In the haplotype block consisting of SNPs 40 to 44 of the ULK4 gene, the results across methods are somewhat inconsistent. LBL gives some strong association signals (with a BF >100) while haplo.score and haplo.glm results for those specific haplotypes are insignificant even though they identify some haplotypes that are not significant using LBL (see Table 2). This may be partly a result of different ways of handling missing genotype data by different software. In particular, 25 % of SNP 40′s genotypes are missing. By default, hapassoc removes any individual with more than 1 missing genotype; consequently, in this block, 60 individuals are deleted. The same deletions occur with LBL as it uses pre.hapassoc output as its input. In contrast, haplo.score and haplo.glm, by default, keep observations with some (but not all) missing genotypes by considering all possible pairs of alleles at those missing loci. There is an option in haplo.glm to exclude persons with any missing genotypes, which is not exactly the same as the hapassoc default option although close to it. We ran haplo.glm with this option for this block but found only 1 additional significant haplotype (11000; p value = 0.023) in this region; however, this haplotype was not one of the significant haplotypes by LBL (see Table 1). Haplo.score lacks an option to exclude persons with missing genotypes.
────────────────────────────────────────
[Exercise] Continue the passage on the ULK4 haplotype block results, starting after its last sentence.

[Records shown]
────────────────────────────────────────
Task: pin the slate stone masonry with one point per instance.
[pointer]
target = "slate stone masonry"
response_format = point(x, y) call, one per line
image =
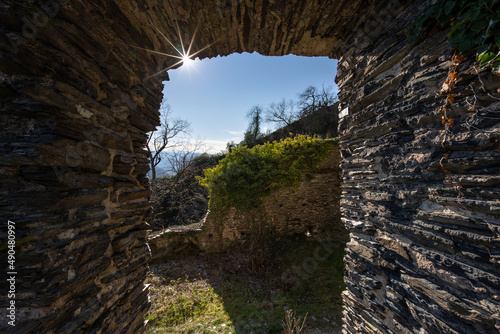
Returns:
point(78, 95)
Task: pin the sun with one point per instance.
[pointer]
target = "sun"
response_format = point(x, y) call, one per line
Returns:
point(186, 60)
point(185, 57)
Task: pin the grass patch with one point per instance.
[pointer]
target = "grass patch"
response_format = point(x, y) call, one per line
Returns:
point(223, 293)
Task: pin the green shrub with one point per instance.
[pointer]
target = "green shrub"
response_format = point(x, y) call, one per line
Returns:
point(245, 176)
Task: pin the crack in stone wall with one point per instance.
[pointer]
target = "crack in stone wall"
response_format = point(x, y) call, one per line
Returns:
point(77, 98)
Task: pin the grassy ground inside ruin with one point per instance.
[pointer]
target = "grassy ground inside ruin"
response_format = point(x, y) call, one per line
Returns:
point(241, 293)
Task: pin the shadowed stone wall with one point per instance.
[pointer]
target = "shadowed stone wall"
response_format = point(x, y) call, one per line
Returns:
point(312, 208)
point(77, 98)
point(424, 250)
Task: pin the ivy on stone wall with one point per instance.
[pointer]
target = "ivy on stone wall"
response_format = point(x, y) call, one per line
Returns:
point(475, 25)
point(245, 176)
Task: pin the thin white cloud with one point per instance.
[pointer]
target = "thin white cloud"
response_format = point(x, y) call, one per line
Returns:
point(236, 133)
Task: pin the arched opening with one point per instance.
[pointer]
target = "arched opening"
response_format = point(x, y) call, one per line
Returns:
point(79, 93)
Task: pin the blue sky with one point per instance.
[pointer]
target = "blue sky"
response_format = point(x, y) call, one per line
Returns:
point(214, 95)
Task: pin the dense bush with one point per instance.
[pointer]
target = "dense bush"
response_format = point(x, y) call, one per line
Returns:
point(180, 199)
point(245, 176)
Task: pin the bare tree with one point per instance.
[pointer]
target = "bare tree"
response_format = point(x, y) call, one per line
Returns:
point(180, 158)
point(282, 112)
point(254, 128)
point(166, 136)
point(313, 99)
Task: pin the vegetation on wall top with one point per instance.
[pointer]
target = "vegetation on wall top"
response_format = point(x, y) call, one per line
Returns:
point(246, 175)
point(474, 25)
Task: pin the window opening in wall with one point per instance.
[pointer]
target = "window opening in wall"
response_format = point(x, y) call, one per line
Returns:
point(215, 105)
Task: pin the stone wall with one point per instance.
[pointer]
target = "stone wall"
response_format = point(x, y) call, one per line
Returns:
point(78, 93)
point(312, 208)
point(424, 250)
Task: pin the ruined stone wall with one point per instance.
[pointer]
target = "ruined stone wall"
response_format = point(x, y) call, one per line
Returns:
point(80, 86)
point(424, 250)
point(311, 208)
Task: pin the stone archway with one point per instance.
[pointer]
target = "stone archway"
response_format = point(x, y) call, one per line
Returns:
point(78, 97)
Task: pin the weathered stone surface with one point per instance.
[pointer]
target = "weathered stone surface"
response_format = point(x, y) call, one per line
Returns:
point(423, 237)
point(312, 208)
point(78, 95)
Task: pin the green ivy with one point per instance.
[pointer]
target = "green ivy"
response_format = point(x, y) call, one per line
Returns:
point(246, 175)
point(474, 25)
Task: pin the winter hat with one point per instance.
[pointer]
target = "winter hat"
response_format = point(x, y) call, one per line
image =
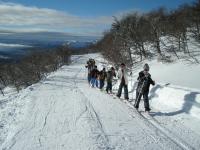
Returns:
point(146, 67)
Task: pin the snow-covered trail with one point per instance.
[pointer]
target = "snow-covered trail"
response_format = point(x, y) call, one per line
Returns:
point(65, 113)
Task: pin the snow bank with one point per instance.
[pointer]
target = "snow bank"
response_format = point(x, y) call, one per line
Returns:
point(174, 100)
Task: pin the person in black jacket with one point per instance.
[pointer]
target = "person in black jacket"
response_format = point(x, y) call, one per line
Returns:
point(110, 74)
point(102, 77)
point(94, 75)
point(143, 88)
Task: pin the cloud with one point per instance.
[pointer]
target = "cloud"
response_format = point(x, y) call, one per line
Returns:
point(19, 17)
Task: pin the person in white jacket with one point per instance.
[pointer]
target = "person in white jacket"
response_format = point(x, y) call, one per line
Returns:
point(123, 77)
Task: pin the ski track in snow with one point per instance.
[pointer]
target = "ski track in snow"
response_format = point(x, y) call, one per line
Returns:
point(65, 113)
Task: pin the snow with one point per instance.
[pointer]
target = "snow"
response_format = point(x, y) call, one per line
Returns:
point(63, 112)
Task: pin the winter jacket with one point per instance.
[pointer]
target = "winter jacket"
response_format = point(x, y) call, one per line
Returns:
point(102, 75)
point(110, 76)
point(94, 73)
point(125, 74)
point(144, 82)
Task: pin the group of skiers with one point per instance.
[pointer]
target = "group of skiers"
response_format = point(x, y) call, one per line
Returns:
point(97, 78)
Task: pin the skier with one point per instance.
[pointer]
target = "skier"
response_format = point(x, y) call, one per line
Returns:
point(123, 76)
point(110, 74)
point(90, 65)
point(143, 87)
point(102, 76)
point(94, 75)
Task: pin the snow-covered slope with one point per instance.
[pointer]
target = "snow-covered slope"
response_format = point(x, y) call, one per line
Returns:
point(63, 112)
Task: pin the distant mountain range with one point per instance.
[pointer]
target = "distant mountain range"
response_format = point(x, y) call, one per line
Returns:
point(15, 45)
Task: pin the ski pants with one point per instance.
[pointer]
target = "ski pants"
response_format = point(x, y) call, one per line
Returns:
point(125, 86)
point(101, 84)
point(89, 78)
point(109, 86)
point(146, 99)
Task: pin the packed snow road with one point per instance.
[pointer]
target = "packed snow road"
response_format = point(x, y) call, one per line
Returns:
point(64, 113)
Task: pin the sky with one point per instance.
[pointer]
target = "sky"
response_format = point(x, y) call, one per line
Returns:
point(78, 17)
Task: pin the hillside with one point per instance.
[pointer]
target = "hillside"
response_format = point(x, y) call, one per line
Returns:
point(63, 112)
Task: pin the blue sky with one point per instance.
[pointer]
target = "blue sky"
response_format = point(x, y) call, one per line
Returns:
point(72, 16)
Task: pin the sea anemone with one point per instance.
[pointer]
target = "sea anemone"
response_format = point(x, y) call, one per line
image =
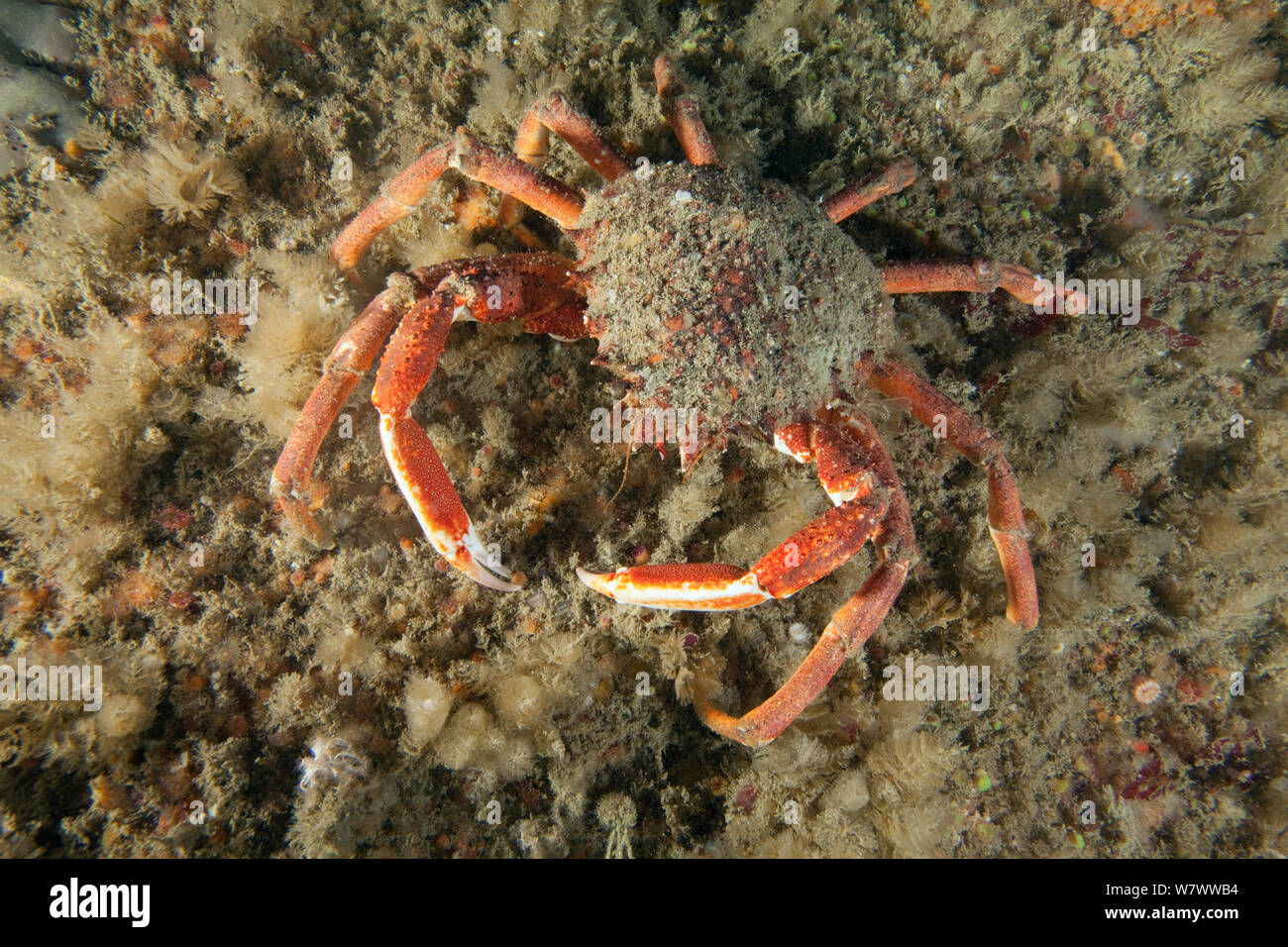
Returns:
point(187, 183)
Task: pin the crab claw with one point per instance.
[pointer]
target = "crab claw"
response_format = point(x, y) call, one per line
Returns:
point(696, 586)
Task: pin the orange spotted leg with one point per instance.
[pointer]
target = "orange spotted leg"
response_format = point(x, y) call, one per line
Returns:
point(855, 197)
point(537, 287)
point(348, 361)
point(858, 475)
point(473, 158)
point(682, 114)
point(978, 275)
point(978, 445)
point(553, 112)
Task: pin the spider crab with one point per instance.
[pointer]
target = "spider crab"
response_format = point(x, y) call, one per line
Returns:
point(729, 296)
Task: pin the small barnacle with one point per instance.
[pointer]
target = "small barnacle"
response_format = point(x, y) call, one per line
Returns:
point(331, 763)
point(187, 183)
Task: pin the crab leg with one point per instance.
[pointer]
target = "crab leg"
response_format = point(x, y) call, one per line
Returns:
point(682, 114)
point(854, 197)
point(400, 193)
point(850, 626)
point(553, 112)
point(978, 445)
point(979, 275)
point(533, 286)
point(812, 552)
point(348, 361)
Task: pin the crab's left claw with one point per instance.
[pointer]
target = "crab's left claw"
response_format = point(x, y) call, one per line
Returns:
────────────────────────────────────────
[Expected output]
Here we considered a sliding window approach to explore the full gene. Alternatively, one can use a 2-stage approach by first scanning the individual SNPs and then following up with a haplotype analysis around the SNPs that are significant at a certain level in the first stage. We explored this approach by using PLINK [27] in the first stage. With an arbitrarily chosen 5 % significance level for the first stage, we found the SNPs at 41497081, 41504594, 41657184, 41841618, 41939990, 41949348, and 47956424 to be significant. The last one is on the MAP4 gene, and the rest are on the ULK4 gene. Comparing the results of this 2-stage approach with the results shown in Tables 1 and 3, we see that haplotypes containing all of these SNPs (not necessarily the first SNP in the block), except the SNP at 41841618, are significant by LBL. Thus, the results from the 2 types of analyses are similar. However, we note that single-SNP analysis, by itself, does not show significance in these regions, as the lowest p value of these 7 SNPs is 0.004; consequently, none of them achieve genome-wide significance.

We carried out all analyses on a 3.4 GHz Xeon processor under Linux operating system with 31.32 GB RAM. For sliding window analysis of MAP4 gene, LBL takes 261 s, haplo.glm takes 53.83 s, and haplo.score takes 51.46 s. For ULK4 gene, LBL takes 2237 s, haplo.glm takes 358.38 s, and haplo.score takes 325.39 s. Thus, gene-wide sliding window haplotype analysis is computationally feasible as a follow-up tool even with LBL.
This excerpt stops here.